• Do this: Each of the entries should be retyped precisely as it appears.
>> begin
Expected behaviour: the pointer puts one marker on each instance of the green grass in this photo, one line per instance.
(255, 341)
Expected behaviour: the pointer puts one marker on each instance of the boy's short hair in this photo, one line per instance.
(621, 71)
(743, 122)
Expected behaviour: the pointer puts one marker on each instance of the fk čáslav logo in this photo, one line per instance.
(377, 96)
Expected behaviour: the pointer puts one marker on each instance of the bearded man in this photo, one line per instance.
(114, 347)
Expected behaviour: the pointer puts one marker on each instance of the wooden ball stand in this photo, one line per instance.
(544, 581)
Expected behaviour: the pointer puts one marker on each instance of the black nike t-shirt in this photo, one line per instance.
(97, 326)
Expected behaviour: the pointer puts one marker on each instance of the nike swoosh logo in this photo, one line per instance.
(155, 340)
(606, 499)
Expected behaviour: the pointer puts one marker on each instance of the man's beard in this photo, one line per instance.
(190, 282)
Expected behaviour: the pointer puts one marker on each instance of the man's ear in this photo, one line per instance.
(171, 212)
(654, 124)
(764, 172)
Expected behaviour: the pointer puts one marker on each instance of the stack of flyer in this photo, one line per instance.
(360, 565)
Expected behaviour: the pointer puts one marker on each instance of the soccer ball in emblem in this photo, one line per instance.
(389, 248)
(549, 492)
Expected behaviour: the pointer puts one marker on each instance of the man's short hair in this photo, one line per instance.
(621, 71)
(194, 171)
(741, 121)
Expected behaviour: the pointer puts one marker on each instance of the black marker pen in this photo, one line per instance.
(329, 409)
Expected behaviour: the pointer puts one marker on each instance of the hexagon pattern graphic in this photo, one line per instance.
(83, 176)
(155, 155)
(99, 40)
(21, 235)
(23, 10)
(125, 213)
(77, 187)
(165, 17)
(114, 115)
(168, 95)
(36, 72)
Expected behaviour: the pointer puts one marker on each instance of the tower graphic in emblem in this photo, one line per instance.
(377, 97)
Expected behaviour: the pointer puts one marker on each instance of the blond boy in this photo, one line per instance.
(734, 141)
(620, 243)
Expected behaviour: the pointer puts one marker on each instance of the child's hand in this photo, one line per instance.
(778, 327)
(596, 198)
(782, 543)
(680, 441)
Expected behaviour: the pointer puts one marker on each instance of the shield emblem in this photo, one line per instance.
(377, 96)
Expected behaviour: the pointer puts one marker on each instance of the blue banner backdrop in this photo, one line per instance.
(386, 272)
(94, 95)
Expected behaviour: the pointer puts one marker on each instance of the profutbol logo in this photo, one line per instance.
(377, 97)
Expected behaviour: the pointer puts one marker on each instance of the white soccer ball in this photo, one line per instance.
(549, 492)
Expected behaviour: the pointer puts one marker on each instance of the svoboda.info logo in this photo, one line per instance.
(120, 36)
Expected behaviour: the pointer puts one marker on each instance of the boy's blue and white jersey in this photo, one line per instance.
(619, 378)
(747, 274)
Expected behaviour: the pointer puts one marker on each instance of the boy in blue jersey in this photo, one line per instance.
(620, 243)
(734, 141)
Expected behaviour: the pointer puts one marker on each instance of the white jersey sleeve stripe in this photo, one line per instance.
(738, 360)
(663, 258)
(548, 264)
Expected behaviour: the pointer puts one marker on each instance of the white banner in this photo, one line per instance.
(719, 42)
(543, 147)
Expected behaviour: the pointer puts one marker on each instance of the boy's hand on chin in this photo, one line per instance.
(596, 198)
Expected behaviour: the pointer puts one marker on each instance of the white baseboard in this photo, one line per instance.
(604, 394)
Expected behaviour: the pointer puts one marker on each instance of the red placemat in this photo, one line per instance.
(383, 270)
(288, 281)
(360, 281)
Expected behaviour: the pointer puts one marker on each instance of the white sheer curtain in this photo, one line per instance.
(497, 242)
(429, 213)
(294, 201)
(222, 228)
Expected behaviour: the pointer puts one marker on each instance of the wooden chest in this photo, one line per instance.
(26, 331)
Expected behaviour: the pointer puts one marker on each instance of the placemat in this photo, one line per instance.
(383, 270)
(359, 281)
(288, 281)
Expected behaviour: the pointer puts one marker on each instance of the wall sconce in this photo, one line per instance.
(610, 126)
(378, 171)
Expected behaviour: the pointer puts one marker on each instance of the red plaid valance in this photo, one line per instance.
>> end
• Task solution:
Expected behaviour: the pointer puts one marker on each instance of the green grass in this photo, one line per instance.
(255, 341)
Expected behaviour: the pointer puts one marker on each instance of the boy's short hair in this photo, one line per instance.
(621, 71)
(743, 122)
Expected behaviour: the pointer puts one marker on each instance of the fk čáslav logo in this photo, one line per instance.
(377, 96)
Expected behaviour: the pointer puts one marker on each instance of the bearded man in this photo, one line per instance.
(114, 347)
Expected behaviour: the pointer puts one marker on each instance of the wooden ball stand in this photo, one line per instance.
(544, 581)
Expected behaviour: the pointer puts one marker on each instance of the black nike t-shirt in this photo, one line per instance.
(97, 326)
Expected behaviour: the pointer puts one marker on each instance of the nike swoosh logo in this photo, one line per instance.
(155, 340)
(606, 499)
Expected behaviour: the pointer puts one marker on each instance of the man's beard in this photo, one line per instance.
(190, 282)
Expected behaviour: the pointer puts one marker on each instance of the man's ear in this photo, one line per instance.
(171, 212)
(654, 124)
(764, 172)
Expected behaviour: the pointer puts one marker on each instance of the stack of flyer in this photo, one line per instance.
(360, 565)
Expected behaviour: the pointer puts one marker on each instance of the soccer ball in emblem in this photo, one line per instance.
(389, 248)
(549, 492)
Expected behaviour: the pointer puts one marker on each instance of the man's short hair in this photo, one line per instance.
(621, 71)
(194, 171)
(741, 121)
Expected behaviour: the pointer puts one marker on each instance of the black marker pen in this photo, one line per instance.
(329, 409)
Expected behaviour: the pointer puts one marker on each instance of the hexagon pattern graphic in this photo, one line per instance.
(83, 176)
(155, 155)
(99, 40)
(21, 235)
(23, 10)
(125, 213)
(77, 187)
(165, 17)
(114, 115)
(168, 95)
(36, 72)
Expected behaviour: the pointer puts one marker on each instance of the tower graphic in emblem in this photo, one line per instance.
(377, 97)
Expected behaviour: the pointer puts one marker on each instance of the blond boy in this photo, one line per instance.
(734, 141)
(620, 243)
Expected behaviour: the pointer puts one marker on each instance of the child's hand in this photo, one line per instance.
(778, 327)
(596, 198)
(782, 543)
(680, 441)
Expected behaviour: the pointer puts one marker on each instance of the shield emblem in this photo, one line per instance.
(377, 96)
Expected behaviour: the pointer puts one marker on each instance of the blue banner backdrop in this photo, one line per instance.
(386, 272)
(94, 95)
Expected behaviour: the pointer puts one marker on each instance of the profutbol logo in this photo, one line per instance.
(377, 97)
Expected behaviour: the pointer puts one marker on each instance of the white soccer ball in this photo, one line per instance.
(549, 492)
Expected behaviour: the pointer puts one marker on each instance of the svoboda.info logo in this photo, one line per instance.
(120, 36)
Expected behaviour: the pointer puts one marker on each instance of the boy's blue and white jersey in this photo, one line per instance.
(619, 378)
(747, 274)
Expected behaviour: the pointer puts one marker on each instance of the boy in blue jersey in this photo, one line per instance.
(620, 243)
(734, 141)
Expected behaviour: the pointer puts one marker on each instance of the white jersey sleeve stripe in this photo, one line per instance.
(738, 360)
(663, 258)
(548, 264)
Expected behaviour: the pointer puts one marker on each instance of the white banner in this photo, one line per instance.
(719, 42)
(543, 147)
Expected behaviour: the pointer puts one marker on each instance of the boy's hand on chin in this photo, one line per instance.
(596, 198)
Expected behaviour: the pointer puts one marker on each instance of the white baseboard in this photo, one line per instance.
(604, 394)
Expected behaviour: the pointer puts one marker on each instance of the red placemat in this photo, one line per instance.
(383, 270)
(288, 281)
(360, 281)
Expected behaviour: the pointer puts one marker on each instance of the white sheer curtain in this photo, one line per instance.
(497, 242)
(429, 213)
(294, 201)
(222, 228)
Expected behaviour: the pointer puts one marker on each instance of the wooden chest in this photo, one line per instance.
(26, 331)
Expected behaviour: the pointer puts one marker on each instance of the placemat in this photo, one line per instance.
(383, 270)
(359, 281)
(288, 281)
Expected behaviour: the pointer puts one marker on each instance of the wall sconce in this photo, one line per instance.
(610, 126)
(378, 171)
Expected behaviour: the pointer puts one marker on each instance of the red plaid valance in this photo, one line per instance.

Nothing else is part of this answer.